● **AUFGABENSTELLUNG**
Beantworte anhand des Beitrags zur Weltbevölkerung diese Fragen:
(a) An welchem Datum und um welche Uhrzeit wurde der Beitrag verfasst?
(b) Wie viele Sichtweisen des Themas Weltbevölkerung werden im Beitrag genannt?
(c) Was wird laut Beitrag unter menschenunwürdigen Bedingungen in Ländern der sogenannten Dritten Welt hergestellt?

● **VORLIEGENDER TEXT**
---

Barbara antwortete am 13.07.03 (10:36):

Ich sehe zwei Sichtweisen des Themas Weltbevölkerung.

Zum einen müssen wir uns fragen, in wieweit sich das Leben von Menschen generell auf unseren Planeten auswirkt. Dabei sind wir uns doch sicher einig, dass der Lebensstil unserer westlichen Konsumgesellschaft den Planeten Erde extrem belastet. Wie groß ist der Schaden, den ein einzelner Mensch unseres Kulturkreises im Laufe seines Lebens anrichtet?

Welche Auswirkungen hingegen hat das Leben eines Menschen der sogenannten Dritten Welt auf unseren Planeten? Wenn wir die Frage ehrlich beantworten, können wir uns anschließend fragen, von welcher Art Mensch unser Planet ein „noch mehr“ wohl nicht ertragen könnte..... von welcher Art Mensch unser Planet tatsächlich „überbevölkert“ ist.....

Könnten wir unsere Mutter Erde fragen „Empfindest Du die Anzahl von uns Menschen als zu viel?“, würde sie sicher differenziert in der oben beschriebenen Art antworten ;-)

Zum anderen frage ich mich, ob den Menschen in der sogenannten Dritten Welt tatsächlich geholfen wäre, wenn wir sie total allein ließen. für mich ist es keine Frage, dass wir auf ihre Kosten leben... dass wir ihre Bodenschätze rauben und ihre Arbeitskraft ausbeuten. Unsere Markenklamotten werden unter menschenunwürdigen Bedingungen in diesen Ländern hergestellt... was ich als Schande empfinde....

---

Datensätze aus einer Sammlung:
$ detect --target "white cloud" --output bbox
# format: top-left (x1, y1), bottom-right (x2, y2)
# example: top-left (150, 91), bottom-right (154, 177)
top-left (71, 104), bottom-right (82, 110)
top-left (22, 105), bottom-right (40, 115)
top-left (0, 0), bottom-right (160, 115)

---

● **VOLLSTÄNDIGE ANTWORT**
(a) Am 13.07.03 um 10:36.
(b) Zwei.
(c) Markenklamotten.